• [WHAT IS NEEDED]: Arrange the lines of the material from the line with "Can you find the tortoise foot?" up to and including the line with "182], [536, 388]]" as a Markdown table with columns Row and Line, giving each line a row number and leaving out blank lines.

(Point-based annotation data)
┄┄┄┄┄┄┄┄┄┄

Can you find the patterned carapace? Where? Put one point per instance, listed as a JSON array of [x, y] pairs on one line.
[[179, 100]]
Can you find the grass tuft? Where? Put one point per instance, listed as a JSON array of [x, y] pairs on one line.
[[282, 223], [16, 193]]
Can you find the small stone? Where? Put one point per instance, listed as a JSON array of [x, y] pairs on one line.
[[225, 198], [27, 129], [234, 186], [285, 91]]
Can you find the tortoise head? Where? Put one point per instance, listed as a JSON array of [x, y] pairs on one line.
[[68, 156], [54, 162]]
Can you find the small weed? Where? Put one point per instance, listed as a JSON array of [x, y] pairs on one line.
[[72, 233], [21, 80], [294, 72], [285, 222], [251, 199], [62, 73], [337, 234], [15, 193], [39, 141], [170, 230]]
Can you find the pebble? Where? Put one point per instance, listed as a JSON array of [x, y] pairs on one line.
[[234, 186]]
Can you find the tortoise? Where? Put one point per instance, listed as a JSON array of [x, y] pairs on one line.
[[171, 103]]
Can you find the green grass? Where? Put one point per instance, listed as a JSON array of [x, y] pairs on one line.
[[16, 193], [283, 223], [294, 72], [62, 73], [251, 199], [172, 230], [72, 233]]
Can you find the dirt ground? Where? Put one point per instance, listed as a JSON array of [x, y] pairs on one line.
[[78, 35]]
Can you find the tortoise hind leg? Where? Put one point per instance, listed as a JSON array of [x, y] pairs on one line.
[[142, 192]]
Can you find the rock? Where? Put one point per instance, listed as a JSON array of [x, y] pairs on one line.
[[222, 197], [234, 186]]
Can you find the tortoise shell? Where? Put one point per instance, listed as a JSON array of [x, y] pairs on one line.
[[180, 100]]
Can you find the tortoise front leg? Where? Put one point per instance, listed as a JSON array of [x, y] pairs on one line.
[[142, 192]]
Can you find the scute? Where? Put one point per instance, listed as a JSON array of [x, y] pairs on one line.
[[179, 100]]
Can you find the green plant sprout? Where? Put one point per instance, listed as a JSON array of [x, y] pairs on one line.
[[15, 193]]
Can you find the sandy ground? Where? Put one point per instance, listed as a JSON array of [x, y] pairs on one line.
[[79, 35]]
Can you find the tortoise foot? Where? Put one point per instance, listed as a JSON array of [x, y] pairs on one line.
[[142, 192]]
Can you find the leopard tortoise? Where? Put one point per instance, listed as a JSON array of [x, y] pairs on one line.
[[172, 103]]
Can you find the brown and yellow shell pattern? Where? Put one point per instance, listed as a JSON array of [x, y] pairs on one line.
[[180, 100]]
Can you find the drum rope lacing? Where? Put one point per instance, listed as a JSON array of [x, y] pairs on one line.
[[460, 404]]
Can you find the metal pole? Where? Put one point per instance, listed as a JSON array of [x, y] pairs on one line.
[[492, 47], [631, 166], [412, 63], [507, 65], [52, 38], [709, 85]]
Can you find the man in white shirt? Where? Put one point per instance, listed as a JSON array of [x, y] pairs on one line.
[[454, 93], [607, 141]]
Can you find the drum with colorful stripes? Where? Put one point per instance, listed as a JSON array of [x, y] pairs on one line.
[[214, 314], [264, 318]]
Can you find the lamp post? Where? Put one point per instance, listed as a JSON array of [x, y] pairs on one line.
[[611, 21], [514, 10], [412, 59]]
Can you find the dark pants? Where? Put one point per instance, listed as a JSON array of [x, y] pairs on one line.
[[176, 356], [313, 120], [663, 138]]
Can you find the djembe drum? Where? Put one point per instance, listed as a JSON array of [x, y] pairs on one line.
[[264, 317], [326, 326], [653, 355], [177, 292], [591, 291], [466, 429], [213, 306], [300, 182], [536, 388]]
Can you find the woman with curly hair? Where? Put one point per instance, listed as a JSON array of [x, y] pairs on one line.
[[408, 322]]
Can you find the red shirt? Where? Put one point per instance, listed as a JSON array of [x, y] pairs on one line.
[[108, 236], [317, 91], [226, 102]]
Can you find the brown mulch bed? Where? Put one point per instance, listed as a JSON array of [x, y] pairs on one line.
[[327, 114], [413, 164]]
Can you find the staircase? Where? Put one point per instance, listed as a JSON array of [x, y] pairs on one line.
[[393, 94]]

┄┄┄┄┄┄┄┄┄┄

• [SOLUTION FOR THIS PROBLEM]:
| Row | Line |
|---|---|
| 1 | Can you find the tortoise foot? Where? Put one point per instance, listed as a JSON array of [x, y] pairs on one line. |
| 2 | [[142, 192]] |
| 3 | Can you find the leopard tortoise? Where? Put one point per instance, listed as a JSON array of [x, y] pairs on one line. |
| 4 | [[172, 103]] |
| 5 | Can you find the brown and yellow shell pattern? Where? Put one point per instance, listed as a JSON array of [x, y] pairs on one line. |
| 6 | [[180, 100]] |
| 7 | Can you find the drum rope lacing? Where? Put one point per instance, listed as a JSON array of [x, y] pairs on one line. |
| 8 | [[460, 404]] |
| 9 | Can you find the metal pole? Where? Put one point per instance, listed as a JSON array of [x, y] pairs on one line. |
| 10 | [[492, 47], [631, 166], [412, 63], [507, 65], [52, 38], [709, 85]] |
| 11 | Can you find the man in white shirt? Where? Put one point per instance, listed as a JSON array of [x, y] pairs on one line. |
| 12 | [[454, 93], [607, 141]] |
| 13 | Can you find the drum with colorful stripes? Where? Put one point per instance, listed as a JSON array of [x, y] pairs on one line. |
| 14 | [[214, 314], [264, 318]] |
| 15 | Can you find the lamp post? Where? Put one point per instance, listed as a JSON array of [x, y] pairs on one line. |
| 16 | [[611, 21], [514, 10], [412, 59]] |
| 17 | Can you find the dark pants? Where? Put one point per instance, listed as a JSON array of [x, y] pairs on one line. |
| 18 | [[176, 356], [313, 120], [663, 138]] |
| 19 | Can you find the djembe drum? Where? Put one point per instance, listed as a JSON array of [x, y] pairs on one line. |
| 20 | [[264, 317], [326, 326], [653, 355], [177, 292], [591, 291], [466, 429], [213, 306], [300, 182], [536, 388]] |